# STATED PROBLEM:
Gather every line from the rows below that contains the string "jersey" and copy each one out unchanged.

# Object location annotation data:
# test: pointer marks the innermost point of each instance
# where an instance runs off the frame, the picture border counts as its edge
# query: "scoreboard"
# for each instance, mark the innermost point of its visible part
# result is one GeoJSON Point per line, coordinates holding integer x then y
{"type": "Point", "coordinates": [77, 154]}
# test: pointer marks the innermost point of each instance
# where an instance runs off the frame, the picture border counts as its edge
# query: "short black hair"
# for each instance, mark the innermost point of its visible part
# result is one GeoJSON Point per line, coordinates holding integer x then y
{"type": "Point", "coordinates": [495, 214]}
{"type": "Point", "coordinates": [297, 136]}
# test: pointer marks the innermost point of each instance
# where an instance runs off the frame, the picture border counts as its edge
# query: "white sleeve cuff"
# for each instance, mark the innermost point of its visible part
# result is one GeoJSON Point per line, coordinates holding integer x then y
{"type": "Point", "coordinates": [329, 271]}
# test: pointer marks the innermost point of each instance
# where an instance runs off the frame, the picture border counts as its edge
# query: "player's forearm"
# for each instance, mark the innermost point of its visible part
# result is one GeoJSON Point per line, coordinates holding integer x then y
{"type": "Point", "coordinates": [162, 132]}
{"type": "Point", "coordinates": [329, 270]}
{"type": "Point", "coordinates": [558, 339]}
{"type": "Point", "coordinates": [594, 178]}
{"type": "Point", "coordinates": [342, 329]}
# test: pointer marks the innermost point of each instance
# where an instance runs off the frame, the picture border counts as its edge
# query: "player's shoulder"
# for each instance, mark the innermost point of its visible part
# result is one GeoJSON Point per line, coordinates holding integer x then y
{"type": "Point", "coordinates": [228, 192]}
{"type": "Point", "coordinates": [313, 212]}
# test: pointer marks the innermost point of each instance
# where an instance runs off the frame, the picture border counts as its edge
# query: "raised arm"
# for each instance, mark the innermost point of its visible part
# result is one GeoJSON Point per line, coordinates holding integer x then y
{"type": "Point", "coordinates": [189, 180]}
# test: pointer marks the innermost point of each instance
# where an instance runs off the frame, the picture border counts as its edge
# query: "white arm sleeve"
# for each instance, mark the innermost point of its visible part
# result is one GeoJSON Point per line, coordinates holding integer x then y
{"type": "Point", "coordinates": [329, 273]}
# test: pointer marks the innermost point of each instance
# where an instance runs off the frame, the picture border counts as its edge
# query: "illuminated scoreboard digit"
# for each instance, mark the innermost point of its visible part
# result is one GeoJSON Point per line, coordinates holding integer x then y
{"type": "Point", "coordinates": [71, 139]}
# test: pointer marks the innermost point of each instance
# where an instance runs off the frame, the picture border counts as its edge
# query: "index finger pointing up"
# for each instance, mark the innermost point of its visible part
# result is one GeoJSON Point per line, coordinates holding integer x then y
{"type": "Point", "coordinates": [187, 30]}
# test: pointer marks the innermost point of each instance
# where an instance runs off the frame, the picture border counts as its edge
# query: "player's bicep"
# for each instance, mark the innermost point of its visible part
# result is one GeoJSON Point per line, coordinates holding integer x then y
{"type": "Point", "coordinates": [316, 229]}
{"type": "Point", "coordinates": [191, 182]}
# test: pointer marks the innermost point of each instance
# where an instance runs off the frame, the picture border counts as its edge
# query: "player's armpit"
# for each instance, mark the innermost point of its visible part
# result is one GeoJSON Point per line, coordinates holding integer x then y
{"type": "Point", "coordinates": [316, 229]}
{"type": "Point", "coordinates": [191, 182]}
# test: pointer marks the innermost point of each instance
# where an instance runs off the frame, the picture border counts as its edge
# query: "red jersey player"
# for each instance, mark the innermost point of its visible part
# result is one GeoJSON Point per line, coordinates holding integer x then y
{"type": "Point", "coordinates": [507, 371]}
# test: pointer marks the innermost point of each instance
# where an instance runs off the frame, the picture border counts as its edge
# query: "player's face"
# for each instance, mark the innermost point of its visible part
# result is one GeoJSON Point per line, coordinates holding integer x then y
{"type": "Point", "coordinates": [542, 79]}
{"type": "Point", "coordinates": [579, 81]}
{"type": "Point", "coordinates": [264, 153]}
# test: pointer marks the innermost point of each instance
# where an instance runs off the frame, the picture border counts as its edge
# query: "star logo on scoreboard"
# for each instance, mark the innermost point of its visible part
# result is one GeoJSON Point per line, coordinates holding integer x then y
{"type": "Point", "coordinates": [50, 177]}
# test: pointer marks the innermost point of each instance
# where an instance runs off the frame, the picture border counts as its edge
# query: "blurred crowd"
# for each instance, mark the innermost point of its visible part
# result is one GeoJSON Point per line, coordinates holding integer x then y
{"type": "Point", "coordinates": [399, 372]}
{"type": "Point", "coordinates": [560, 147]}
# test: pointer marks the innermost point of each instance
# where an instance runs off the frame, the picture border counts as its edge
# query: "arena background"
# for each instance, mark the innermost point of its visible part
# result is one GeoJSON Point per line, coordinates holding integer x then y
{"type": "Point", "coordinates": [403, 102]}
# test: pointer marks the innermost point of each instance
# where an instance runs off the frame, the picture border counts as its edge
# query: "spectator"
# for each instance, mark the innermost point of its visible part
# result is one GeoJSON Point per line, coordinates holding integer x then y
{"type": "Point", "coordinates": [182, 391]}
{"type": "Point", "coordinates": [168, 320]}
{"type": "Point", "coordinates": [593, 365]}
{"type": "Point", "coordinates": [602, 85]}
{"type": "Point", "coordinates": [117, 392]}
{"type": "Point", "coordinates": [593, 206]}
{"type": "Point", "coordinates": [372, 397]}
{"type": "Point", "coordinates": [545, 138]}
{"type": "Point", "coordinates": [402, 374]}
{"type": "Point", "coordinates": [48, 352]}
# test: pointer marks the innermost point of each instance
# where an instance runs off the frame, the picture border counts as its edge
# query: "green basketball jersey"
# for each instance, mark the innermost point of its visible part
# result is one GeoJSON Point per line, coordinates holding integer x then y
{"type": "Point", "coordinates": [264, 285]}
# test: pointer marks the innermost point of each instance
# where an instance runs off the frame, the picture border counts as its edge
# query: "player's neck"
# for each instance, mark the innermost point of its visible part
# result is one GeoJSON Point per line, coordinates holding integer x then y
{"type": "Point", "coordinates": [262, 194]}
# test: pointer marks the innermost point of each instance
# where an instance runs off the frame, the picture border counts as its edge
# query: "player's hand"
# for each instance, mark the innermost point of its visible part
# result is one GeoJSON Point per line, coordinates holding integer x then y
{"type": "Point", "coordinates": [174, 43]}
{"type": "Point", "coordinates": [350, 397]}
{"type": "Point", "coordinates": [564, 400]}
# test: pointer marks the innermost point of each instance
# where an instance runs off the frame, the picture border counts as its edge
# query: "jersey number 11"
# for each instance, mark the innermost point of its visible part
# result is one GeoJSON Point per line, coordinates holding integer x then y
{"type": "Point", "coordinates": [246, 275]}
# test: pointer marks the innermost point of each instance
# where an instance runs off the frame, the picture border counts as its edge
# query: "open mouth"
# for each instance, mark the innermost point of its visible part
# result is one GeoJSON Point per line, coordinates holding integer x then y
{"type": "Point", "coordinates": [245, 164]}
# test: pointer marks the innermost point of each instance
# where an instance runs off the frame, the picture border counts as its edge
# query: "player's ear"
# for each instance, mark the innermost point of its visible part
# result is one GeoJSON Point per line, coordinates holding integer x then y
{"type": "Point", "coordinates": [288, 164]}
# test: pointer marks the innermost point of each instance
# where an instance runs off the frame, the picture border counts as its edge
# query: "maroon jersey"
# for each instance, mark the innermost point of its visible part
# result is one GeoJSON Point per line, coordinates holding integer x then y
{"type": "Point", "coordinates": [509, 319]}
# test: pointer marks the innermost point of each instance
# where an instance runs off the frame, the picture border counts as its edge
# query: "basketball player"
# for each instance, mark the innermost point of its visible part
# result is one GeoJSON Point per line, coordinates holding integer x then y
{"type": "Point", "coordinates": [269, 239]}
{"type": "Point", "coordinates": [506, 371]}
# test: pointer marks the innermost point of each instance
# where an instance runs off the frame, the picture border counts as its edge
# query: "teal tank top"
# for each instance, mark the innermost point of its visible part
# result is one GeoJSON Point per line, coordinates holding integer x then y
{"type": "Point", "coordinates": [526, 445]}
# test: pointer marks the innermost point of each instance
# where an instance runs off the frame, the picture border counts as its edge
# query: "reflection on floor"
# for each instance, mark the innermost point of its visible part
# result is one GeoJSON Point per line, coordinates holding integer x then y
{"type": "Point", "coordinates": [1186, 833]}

# FINAL ANSWER:
# query: "red jersey player"
# query: "green basketball jersey"
# query: "jersey number 11"
# query: "maroon jersey"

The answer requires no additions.